Alan: You know, again I started in the eighties. Once I joined State and I was working on Persian as as a job, it became a lot easier. Like, for example, I did two tours in Dubai in the United Arab Emirates and there, there are so many Iranians. So I was speaking all the time, you know, a lot of what I did before then, I did a lot of reading because you don't need, obviously, someone else to read. I mean, getting through my first book in Persian took just an incredibly long time. And I don't have the book still. But, you know, I'm sure I looked up one word every sentence. You know, it got to the point where I had a Persian dictionary and I could open to the right page just by experience, I sort of knew where everything was. So they, you know, they say in Persian kāré neekoo karadan ast por kardan ast. To do something well, you have to do it often. But sometimes people ask me, they go, what's the secret to learning, you know, language? You must be so smart. And I'm like, I'm not smart at all. It's just a question of I loved it so I spent a lot of time doing it. And for languages at least, it's not like solving a geometric theorem where you, you know, you jump out of the bathtub naked and go eureka. It's just a question of the more hours you do, I think at least, the better you get.

Leyla: Right. And do you have a lot of Iranians around you now that you practice with and speak with? 

Alan: No, that's a shame. Since around 2016, my last job working on Iran for the State Department ended when the nuclear negotiations ended or about a year later, 2016. And then I did other stuff for the State Department till 2023, then I retired. I have some friends, but and my Persian is probably about 80% of what it was. But now I really don't, you know, spend a lot of time talking every day. Again, when I was working for the State Department, I spent hours every day reading Iranian media, you know, reading the news accounts or watching, you know, video. I talked to someone the other day actually in Persian. I went and had tea with someone and spoke in Persian for about 2 hours and I could do it. It was fine. It was you know, it was it was intelligible and everything, but it wasn't, you know, I was I was off a little bit off my game. 

Leyla: Yeah. No, it's definitely something you have to keep practicing or else you lose it for sure. 

Alan: But also, I tell you like when I started in 19- in the mid-eighties, because I graduated college in 81 or 82, 84, you know, again, this is old man talk, there was no Internet, I couldn't download stuff. You know, there was you know, there were a couple of bookstores you could go to and buy Persian books, you know, and in Los Angeles, there are a lot of Iranians you could talk to, but it's so much easier now to learn Persian, thanks to you and to others. And you know, it's just a question of will. It’s not a question of capability.

- [Requests]
1. In the interview about learning Persian, where did Alan do two tours?
2. Return, word for word, the lines of the entries from the line containing "Target: graduation cap on head" through the line containing "[[[105,216],[324,216],[325,92],[252,132],[269,103]]]", including both of those lines. Leave the pictures out.

- [Extracted material]
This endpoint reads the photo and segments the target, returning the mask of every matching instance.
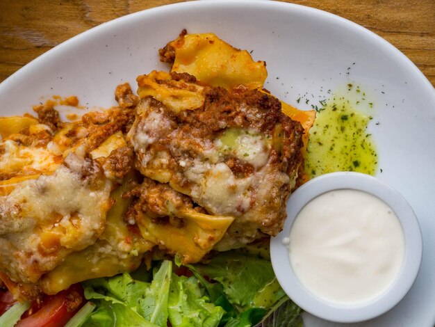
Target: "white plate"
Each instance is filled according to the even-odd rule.
[[[17,72],[0,84],[0,114],[31,111],[41,96],[54,94],[77,95],[91,107],[114,105],[116,85],[127,81],[134,86],[137,75],[166,67],[158,63],[157,51],[183,28],[213,31],[235,47],[252,50],[256,60],[267,61],[265,87],[302,109],[311,109],[315,99],[327,95],[327,90],[348,83],[367,92],[374,104],[369,129],[383,170],[377,177],[413,207],[422,230],[424,255],[407,296],[386,314],[359,326],[433,326],[435,91],[405,56],[359,25],[272,1],[210,0],[156,8],[103,24]],[[311,102],[297,104],[306,93]],[[305,322],[331,326],[309,315]]]

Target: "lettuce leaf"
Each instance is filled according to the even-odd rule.
[[[279,287],[270,294],[273,301],[263,303],[260,299],[254,303],[257,294],[275,278],[269,260],[229,251],[213,257],[207,264],[192,266],[201,275],[222,284],[228,300],[245,310],[256,306],[268,308],[273,304],[271,302],[284,295]]]
[[[118,300],[112,294],[101,294],[88,287],[85,288],[85,297],[88,300],[94,300],[98,305],[98,309],[90,314],[85,326],[158,327],[158,325],[147,321],[136,310],[128,307],[124,302]]]
[[[210,303],[197,278],[172,275],[169,319],[173,327],[216,327],[225,311]]]
[[[138,312],[161,327],[166,327],[167,324],[167,299],[172,274],[172,262],[163,261],[151,285],[145,289],[142,298],[138,300]]]
[[[110,278],[88,280],[83,284],[85,287],[92,290],[101,290],[103,294],[108,292],[110,296],[118,300],[120,303],[125,304],[134,311],[137,311],[139,300],[151,285],[149,282],[133,280],[127,273]],[[91,289],[88,289],[88,292],[90,294]]]
[[[255,327],[302,327],[302,310],[286,296]]]

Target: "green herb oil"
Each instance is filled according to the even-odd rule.
[[[367,132],[372,118],[355,109],[364,104],[361,99],[349,99],[334,96],[318,111],[305,159],[305,172],[311,178],[335,171],[375,175],[377,170],[376,148]]]

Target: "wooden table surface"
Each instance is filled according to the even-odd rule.
[[[0,0],[0,81],[53,47],[120,16],[177,0]],[[435,85],[434,0],[296,0],[386,39]]]

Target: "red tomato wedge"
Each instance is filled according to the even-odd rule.
[[[76,284],[67,290],[47,296],[40,310],[22,319],[15,327],[63,327],[83,304],[83,288],[80,284]]]
[[[9,291],[0,291],[0,316],[17,302]]]

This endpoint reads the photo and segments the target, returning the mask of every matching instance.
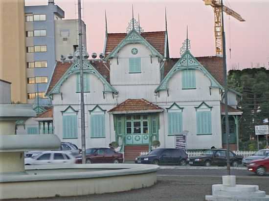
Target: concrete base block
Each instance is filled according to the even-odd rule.
[[[236,184],[235,176],[226,175],[223,176],[223,185],[227,186],[235,186]]]
[[[255,185],[236,185],[235,176],[223,176],[223,184],[212,185],[212,195],[208,201],[269,201],[269,196]]]

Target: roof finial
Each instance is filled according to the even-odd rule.
[[[132,27],[133,29],[134,29],[134,4],[132,4]]]
[[[166,15],[166,7],[165,7],[165,31],[167,32],[167,18]]]
[[[189,49],[189,45],[188,45],[188,41],[189,40],[189,39],[188,39],[188,24],[187,24],[187,38],[186,38],[186,40],[187,40],[187,49],[188,50]]]
[[[138,13],[138,32],[139,33],[141,33],[141,27],[140,27],[140,18],[139,18],[139,14]]]
[[[105,10],[105,18],[106,20],[106,34],[108,34],[108,21],[107,20],[107,11]]]

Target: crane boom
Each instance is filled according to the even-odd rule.
[[[218,56],[222,56],[223,44],[222,44],[222,21],[221,18],[222,5],[220,0],[202,0],[204,2],[205,5],[210,5],[214,9],[214,13],[215,17],[215,40],[216,43],[216,55]],[[224,5],[223,11],[227,15],[233,17],[236,20],[240,21],[245,21],[241,16],[228,8]]]

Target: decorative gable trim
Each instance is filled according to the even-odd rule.
[[[184,107],[180,107],[178,104],[177,104],[176,102],[174,102],[174,103],[173,103],[169,107],[166,108],[166,110],[168,111],[169,110],[171,109],[174,106],[176,106],[177,107],[178,107],[178,108],[179,110],[181,110],[181,111],[183,109],[184,109]]]
[[[197,107],[195,107],[195,110],[196,110],[196,111],[197,111],[197,110],[198,110],[198,109],[206,109],[206,108],[204,108],[204,107],[203,107],[203,107],[202,107],[203,106],[204,106],[207,107],[207,109],[210,109],[210,111],[212,110],[212,107],[213,107],[212,106],[210,106],[208,105],[207,104],[206,104],[206,103],[205,103],[205,102],[204,102],[204,101],[202,101],[202,103],[200,104],[199,106],[197,106]]]
[[[181,58],[179,60],[172,68],[167,75],[161,81],[159,85],[155,90],[155,92],[168,90],[168,82],[170,79],[178,71],[186,69],[198,70],[201,71],[210,80],[211,88],[219,88],[223,89],[222,86],[217,81],[210,73],[198,60],[191,54],[189,50],[186,50]]]
[[[69,105],[66,108],[65,110],[61,111],[62,114],[67,113],[67,111],[69,109],[73,111],[73,113],[76,113],[77,114],[77,113],[78,112],[78,110],[75,110],[74,108],[73,108],[73,107],[72,107],[71,105]]]
[[[96,76],[99,80],[103,83],[104,85],[103,93],[113,93],[117,94],[117,91],[107,81],[107,80],[103,77],[103,76],[87,60],[83,61],[83,73],[90,73]],[[71,66],[65,73],[64,75],[61,78],[57,83],[51,89],[51,90],[47,93],[47,96],[50,96],[53,94],[60,93],[60,88],[68,78],[72,74],[80,73],[79,62],[77,61],[71,65]]]
[[[98,109],[99,109],[99,110],[101,110],[101,112],[104,113],[104,114],[106,113],[106,111],[107,111],[106,110],[103,110],[103,109],[102,109],[102,108],[100,106],[99,106],[98,105],[96,105],[93,108],[93,109],[92,109],[92,110],[89,110],[89,111],[90,112],[90,114],[91,114],[92,113],[95,112],[96,112],[95,110],[96,109],[98,110]],[[97,112],[96,111],[96,112],[99,112],[99,111]]]
[[[138,32],[133,29],[130,31],[126,37],[114,48],[114,49],[105,58],[107,61],[110,58],[116,57],[118,52],[126,45],[130,43],[140,43],[148,47],[151,52],[152,55],[156,55],[163,59],[164,57],[149,42],[143,38]]]

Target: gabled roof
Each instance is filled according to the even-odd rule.
[[[104,52],[106,56],[112,52],[127,35],[125,33],[108,33]],[[142,32],[140,35],[161,55],[164,55],[165,31]]]
[[[223,60],[216,56],[196,57],[198,61],[212,75],[212,76],[221,84],[224,85],[223,77]],[[175,64],[180,58],[172,58],[167,60],[164,63],[164,77],[172,69]]]
[[[98,60],[89,60],[90,64],[101,74],[104,78],[110,82],[109,62],[104,63],[103,61]],[[64,74],[70,68],[73,63],[57,61],[52,76],[49,82],[49,84],[46,91],[46,93],[49,92],[53,87],[57,84]]]
[[[112,114],[161,112],[163,109],[144,99],[127,99],[108,111]]]

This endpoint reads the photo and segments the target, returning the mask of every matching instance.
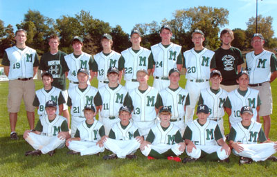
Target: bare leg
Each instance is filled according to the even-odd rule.
[[[35,112],[27,112],[27,119],[29,122],[30,129],[35,129]]]

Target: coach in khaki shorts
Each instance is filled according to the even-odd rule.
[[[2,64],[5,74],[9,79],[8,111],[10,113],[10,138],[17,140],[15,126],[17,112],[19,111],[23,97],[27,118],[30,129],[34,129],[35,83],[33,77],[37,73],[39,60],[37,52],[26,46],[27,33],[23,29],[15,32],[16,46],[6,49]]]
[[[254,51],[246,55],[247,67],[249,74],[249,86],[259,90],[262,105],[259,115],[264,119],[265,133],[269,138],[272,113],[272,95],[270,83],[277,77],[277,62],[274,53],[263,48],[265,39],[260,33],[252,37],[251,46]]]

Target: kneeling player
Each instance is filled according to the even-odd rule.
[[[94,119],[96,110],[93,106],[87,104],[84,109],[85,120],[77,127],[74,138],[66,140],[66,146],[71,151],[68,154],[92,155],[103,152],[105,147],[100,139],[105,136],[103,124]]]
[[[179,128],[170,123],[171,110],[163,106],[159,111],[161,123],[154,125],[141,145],[142,153],[148,159],[168,158],[181,162],[177,157],[184,153],[186,144],[181,138]]]
[[[65,140],[70,137],[66,119],[56,115],[57,104],[48,101],[45,104],[47,115],[40,117],[35,130],[27,130],[23,138],[35,151],[27,151],[25,156],[39,156],[48,153],[52,156],[57,148],[64,146]]]
[[[205,161],[229,162],[231,150],[224,141],[217,122],[207,119],[210,115],[205,104],[197,106],[197,119],[188,124],[184,134],[186,153],[183,162],[193,162],[203,158]],[[220,145],[217,145],[217,144]]]
[[[109,138],[102,138],[105,147],[114,153],[105,156],[104,160],[112,158],[136,158],[134,154],[143,141],[140,136],[138,127],[129,122],[132,117],[128,106],[122,106],[119,109],[120,122],[115,123],[109,133]]]
[[[252,108],[243,106],[240,110],[242,120],[232,124],[230,130],[229,143],[233,153],[240,156],[239,164],[267,159],[277,161],[276,157],[271,156],[277,151],[277,142],[267,140],[262,124],[251,120],[253,116]]]

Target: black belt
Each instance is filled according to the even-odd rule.
[[[21,80],[21,81],[27,81],[27,80],[30,80],[31,79],[33,79],[33,77],[29,77],[29,78],[17,78],[18,80]]]
[[[204,82],[207,81],[208,81],[208,80],[190,80],[190,82]]]
[[[155,79],[157,79],[157,80],[161,79],[162,80],[169,80],[168,77],[161,77],[155,76]]]

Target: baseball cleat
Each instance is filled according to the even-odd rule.
[[[10,135],[10,139],[12,140],[18,140],[18,136],[17,133],[16,132],[13,132]]]
[[[183,162],[183,163],[192,162],[195,162],[196,160],[197,160],[197,158],[184,158],[182,162]]]

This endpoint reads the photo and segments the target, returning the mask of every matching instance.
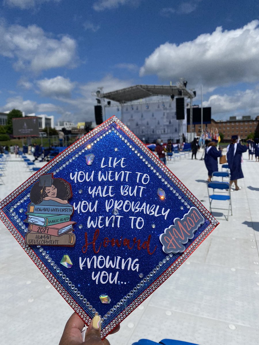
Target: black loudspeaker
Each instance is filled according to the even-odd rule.
[[[176,119],[184,119],[184,97],[179,97],[175,99]]]
[[[102,106],[94,106],[94,115],[96,125],[100,125],[103,122],[103,109]]]

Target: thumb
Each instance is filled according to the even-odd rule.
[[[92,319],[85,334],[85,345],[110,345],[106,339],[101,339],[101,318],[96,315]]]

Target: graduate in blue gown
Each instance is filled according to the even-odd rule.
[[[205,148],[205,154],[204,156],[204,162],[208,171],[209,182],[211,181],[212,172],[218,171],[218,158],[221,156],[221,149],[218,151],[216,146],[218,140],[213,139],[209,142]]]
[[[252,139],[249,139],[247,142],[248,145],[248,160],[250,159],[251,155],[252,156],[251,159],[252,160],[253,155],[255,154],[255,142]]]
[[[255,139],[255,155],[256,156],[256,161],[259,162],[259,138]]]
[[[244,177],[241,168],[241,158],[242,154],[246,152],[248,148],[247,146],[240,144],[237,135],[232,135],[231,142],[227,149],[227,159],[230,169],[230,186],[234,182],[236,190],[241,189],[238,186],[237,180]]]

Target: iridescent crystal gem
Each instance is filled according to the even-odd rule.
[[[108,304],[111,302],[111,298],[107,295],[102,294],[99,296],[100,300],[104,304]]]
[[[163,200],[165,197],[165,193],[164,190],[162,188],[159,188],[157,189],[157,195],[161,200]]]
[[[90,155],[86,155],[85,160],[86,161],[86,164],[87,165],[92,165],[93,162],[94,161],[95,156],[93,154]]]
[[[66,267],[67,268],[70,268],[73,266],[72,261],[70,259],[70,258],[68,255],[64,255],[63,256],[63,257],[61,259],[60,263],[63,266]]]

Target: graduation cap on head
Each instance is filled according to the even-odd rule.
[[[39,178],[39,186],[40,187],[51,187],[53,182],[51,174],[41,175]]]
[[[39,177],[39,186],[40,187],[42,187],[40,190],[41,194],[42,194],[43,193],[43,188],[44,187],[51,187],[51,186],[53,181],[52,174],[47,174],[46,175],[41,175]]]

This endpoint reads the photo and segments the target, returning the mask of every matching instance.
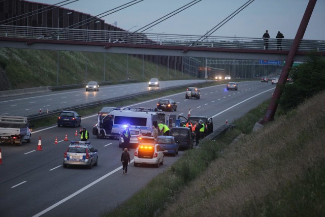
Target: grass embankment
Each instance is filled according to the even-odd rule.
[[[105,216],[324,216],[325,92],[252,132],[269,103]]]

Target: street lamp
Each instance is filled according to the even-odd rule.
[[[137,25],[135,25],[134,26],[132,26],[132,27],[131,27],[130,28],[129,28],[127,30],[127,32],[129,31],[131,29],[132,29],[132,28],[134,28],[135,27],[137,27],[138,26]]]

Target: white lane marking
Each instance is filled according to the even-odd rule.
[[[31,153],[32,152],[33,152],[33,151],[35,151],[36,150],[33,150],[30,151],[29,151],[29,152],[27,152],[24,153],[24,154],[27,154],[27,153]]]
[[[23,181],[22,182],[20,182],[20,183],[19,183],[19,184],[16,184],[16,185],[14,185],[14,186],[13,186],[12,187],[11,187],[11,188],[12,188],[12,189],[13,189],[14,188],[15,188],[15,187],[17,187],[17,186],[20,185],[21,185],[21,184],[23,184],[23,183],[25,183],[25,182],[27,182],[27,181]]]
[[[113,144],[113,143],[112,143],[111,142],[110,143],[108,143],[108,144],[105,145],[104,145],[104,147],[106,147],[107,146],[109,145],[111,145],[112,144]]]
[[[59,167],[61,167],[61,165],[60,165],[60,166],[58,166],[57,167],[54,167],[54,168],[52,168],[52,169],[51,169],[50,170],[50,171],[52,171],[52,170],[55,170],[55,169],[57,169],[57,168],[58,168]]]
[[[134,159],[132,160],[131,161],[131,163],[133,163],[134,161]],[[92,185],[93,185],[96,184],[97,183],[99,182],[100,181],[102,181],[103,179],[108,177],[108,176],[110,176],[111,175],[112,175],[114,173],[120,170],[121,169],[122,169],[122,166],[117,168],[115,170],[110,172],[109,173],[106,174],[106,175],[104,175],[104,176],[102,176],[101,177],[100,177],[98,179],[96,179],[96,180],[94,180],[94,181],[93,181],[92,182],[90,183],[90,184],[87,184],[87,185],[86,185],[84,187],[82,188],[80,190],[76,191],[76,192],[75,192],[74,193],[72,194],[72,195],[67,197],[66,198],[62,199],[62,200],[61,200],[59,202],[55,203],[54,204],[52,205],[52,206],[50,206],[49,207],[48,207],[46,209],[44,209],[44,210],[41,211],[40,212],[39,212],[38,213],[37,213],[36,215],[34,215],[33,217],[38,217],[38,216],[40,216],[43,215],[44,213],[46,213],[46,212],[48,212],[49,211],[51,210],[51,209],[53,209],[54,208],[55,208],[56,207],[58,206],[58,205],[62,204],[64,202],[67,201],[68,200],[71,199],[71,198],[73,198],[74,197],[75,197],[75,196],[78,195],[78,194],[82,193],[83,192],[86,191],[87,189],[89,189],[89,188],[90,188]]]

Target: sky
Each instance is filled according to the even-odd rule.
[[[131,1],[79,0],[63,7],[96,16]],[[63,0],[30,1],[54,5]],[[144,0],[102,19],[108,24],[113,24],[116,21],[117,27],[133,32],[192,1]],[[248,0],[202,0],[145,32],[203,36],[247,2]],[[271,38],[275,38],[278,31],[280,31],[284,38],[293,39],[308,2],[308,0],[255,0],[211,35],[262,38],[267,29]],[[325,40],[324,21],[325,0],[318,0],[303,39]]]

- [Solutions for each task]
1. Dubai, in the United Arab Emirates.

2.
Target: graduation cap on head
Each instance is filled according to the even-odd rule.
[[[39,178],[39,186],[40,187],[51,187],[53,182],[51,174],[41,175]]]
[[[39,177],[39,186],[40,187],[42,187],[40,190],[41,194],[42,194],[43,193],[43,188],[44,187],[51,187],[51,186],[53,181],[52,174],[47,174],[46,175],[41,175]]]

This endpoint reads the photo and segments the target, returning the mask of every matching instance.
Target: grass embankment
Each instance is filled according to the even-odd rule.
[[[105,216],[324,216],[325,92],[252,132],[269,103]]]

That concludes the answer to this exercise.